● Stated problem 1
In the crash report, shorten the paragraph beginning "About 3:16 a.m. Monday" and keep its main facts.

● Passage to read
Until the traffic investigation is completed, the deaths are being classified as vehicular fatalities, not homicides, said San Jose police Sgt. Heather Randol. The crash is the 26th traffic incident in San Jose this year resulting in a death.
Randol said police are following leads and searching for the registered owner of the Mercedes. So far, the vehicle has not been reported as stolen.
About 3:16 a.m. Monday, two California Highway Patrol officers in a car observed a Mercedes weaving and speeding on northbound 101, according to CHP spokesman Chris Falkowski. The car exited at the Brokaw Road-First Street offramp, and officers followed, turning on their emergency lights at the end of the ramp.
After turning left onto Brokaw, "the vehicle gave the appearance it was going to yield on the right shoulder at Brokaw and First Street," Falkowski said. But suddenly, it accelerated, sped through a red light and turned left onto North First Street.

● Data to use
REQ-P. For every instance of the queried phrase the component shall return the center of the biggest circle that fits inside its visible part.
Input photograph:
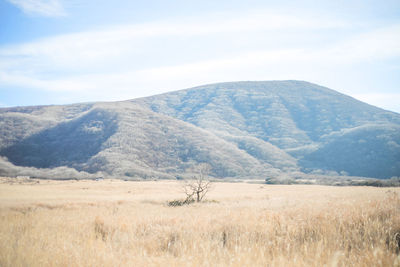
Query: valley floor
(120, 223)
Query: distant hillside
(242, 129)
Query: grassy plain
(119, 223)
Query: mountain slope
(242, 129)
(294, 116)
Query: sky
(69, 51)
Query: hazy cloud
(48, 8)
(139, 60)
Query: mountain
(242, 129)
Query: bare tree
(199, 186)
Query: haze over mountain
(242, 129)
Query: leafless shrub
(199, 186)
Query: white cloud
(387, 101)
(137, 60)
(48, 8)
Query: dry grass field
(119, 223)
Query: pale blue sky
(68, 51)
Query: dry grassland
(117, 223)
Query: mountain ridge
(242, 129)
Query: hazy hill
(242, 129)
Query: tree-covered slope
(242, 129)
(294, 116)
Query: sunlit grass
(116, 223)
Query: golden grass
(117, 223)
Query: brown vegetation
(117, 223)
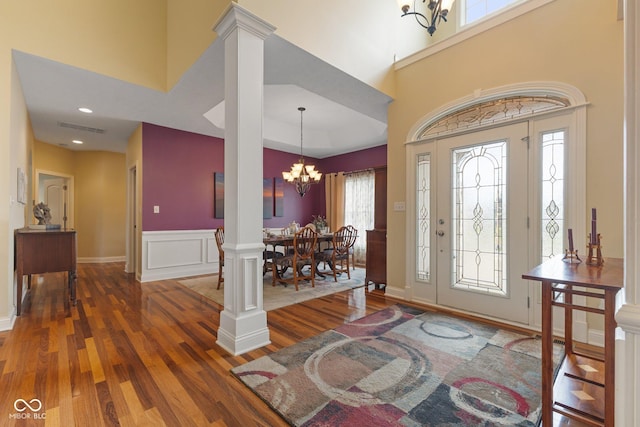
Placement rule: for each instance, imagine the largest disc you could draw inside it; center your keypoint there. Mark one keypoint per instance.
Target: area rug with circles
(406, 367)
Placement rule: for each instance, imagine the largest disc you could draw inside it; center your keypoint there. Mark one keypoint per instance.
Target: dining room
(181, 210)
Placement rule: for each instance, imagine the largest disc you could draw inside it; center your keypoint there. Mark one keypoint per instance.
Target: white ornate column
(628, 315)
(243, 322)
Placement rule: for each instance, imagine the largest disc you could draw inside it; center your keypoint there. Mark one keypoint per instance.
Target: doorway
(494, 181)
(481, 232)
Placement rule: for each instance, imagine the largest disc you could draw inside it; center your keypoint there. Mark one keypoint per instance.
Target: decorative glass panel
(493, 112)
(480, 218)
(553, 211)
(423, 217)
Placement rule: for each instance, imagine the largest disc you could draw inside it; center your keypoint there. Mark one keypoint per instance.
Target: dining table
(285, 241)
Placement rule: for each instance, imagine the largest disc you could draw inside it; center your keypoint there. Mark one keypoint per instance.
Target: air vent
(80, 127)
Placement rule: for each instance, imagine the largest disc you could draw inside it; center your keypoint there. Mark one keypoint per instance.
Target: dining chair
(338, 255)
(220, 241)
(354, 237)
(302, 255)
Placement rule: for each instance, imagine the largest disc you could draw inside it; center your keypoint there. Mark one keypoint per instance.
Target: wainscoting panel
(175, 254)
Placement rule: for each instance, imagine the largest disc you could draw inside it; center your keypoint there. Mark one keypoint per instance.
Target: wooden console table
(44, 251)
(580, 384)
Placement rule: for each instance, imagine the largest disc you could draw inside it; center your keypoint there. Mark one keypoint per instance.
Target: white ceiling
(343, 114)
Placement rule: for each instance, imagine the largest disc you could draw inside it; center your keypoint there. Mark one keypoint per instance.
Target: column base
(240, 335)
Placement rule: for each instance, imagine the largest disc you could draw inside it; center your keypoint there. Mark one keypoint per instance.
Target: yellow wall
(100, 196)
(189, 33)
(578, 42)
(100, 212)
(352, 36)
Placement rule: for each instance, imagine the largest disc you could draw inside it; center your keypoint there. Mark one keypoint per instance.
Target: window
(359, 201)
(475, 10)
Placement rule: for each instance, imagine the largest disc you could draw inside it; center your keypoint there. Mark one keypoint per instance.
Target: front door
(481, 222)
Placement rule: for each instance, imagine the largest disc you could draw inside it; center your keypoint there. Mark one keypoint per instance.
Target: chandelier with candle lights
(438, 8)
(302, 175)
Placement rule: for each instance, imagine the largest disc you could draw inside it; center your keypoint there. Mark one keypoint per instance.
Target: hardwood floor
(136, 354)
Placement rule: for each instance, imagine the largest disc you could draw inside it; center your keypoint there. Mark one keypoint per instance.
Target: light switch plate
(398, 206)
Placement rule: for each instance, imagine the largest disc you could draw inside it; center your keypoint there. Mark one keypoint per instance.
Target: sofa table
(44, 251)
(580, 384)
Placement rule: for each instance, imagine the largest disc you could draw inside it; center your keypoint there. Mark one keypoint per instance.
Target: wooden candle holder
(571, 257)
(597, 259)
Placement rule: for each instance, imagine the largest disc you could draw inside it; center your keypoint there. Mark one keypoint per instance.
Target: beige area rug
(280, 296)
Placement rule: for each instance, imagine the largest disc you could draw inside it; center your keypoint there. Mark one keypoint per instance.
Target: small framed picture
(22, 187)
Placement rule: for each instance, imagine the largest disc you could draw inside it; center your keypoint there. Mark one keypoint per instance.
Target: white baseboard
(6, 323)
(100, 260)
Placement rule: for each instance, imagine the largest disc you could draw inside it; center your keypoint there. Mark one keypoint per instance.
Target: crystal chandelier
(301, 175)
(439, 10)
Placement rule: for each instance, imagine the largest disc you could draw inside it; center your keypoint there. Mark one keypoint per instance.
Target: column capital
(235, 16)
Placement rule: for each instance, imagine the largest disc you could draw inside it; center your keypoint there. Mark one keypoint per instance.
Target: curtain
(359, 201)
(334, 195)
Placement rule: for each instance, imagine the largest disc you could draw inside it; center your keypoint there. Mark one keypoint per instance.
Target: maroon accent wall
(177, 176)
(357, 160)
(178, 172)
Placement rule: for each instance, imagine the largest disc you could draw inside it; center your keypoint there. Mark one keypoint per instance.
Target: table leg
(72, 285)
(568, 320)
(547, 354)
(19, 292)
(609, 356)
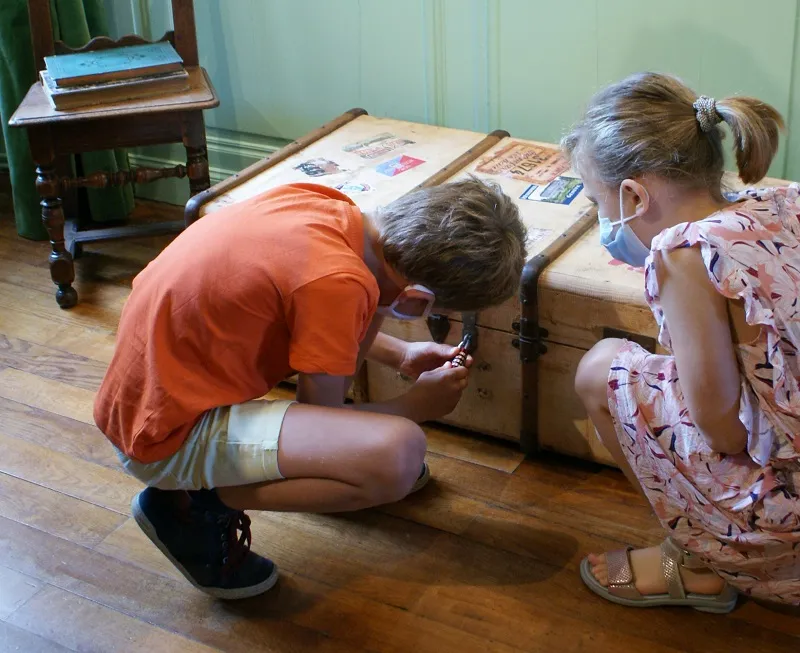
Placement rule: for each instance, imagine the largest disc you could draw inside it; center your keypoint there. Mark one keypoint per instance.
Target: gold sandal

● Stated problem 2
Pull out every line of the listing that contains the string "with"; case counts.

● Written answer 1
At about 3:16 a.m. Monday, two CHP officers in a car saw a Mercedes weaving and speeding on northbound 101, CHP spokesman Chris Falkowski said. The car took the Brokaw Road-First Street offramp. The officers followed and turned on their emergency lights at the end of the ramp.

● Written answer 2
Target: area rug with circles
Target: chandelier with candle lights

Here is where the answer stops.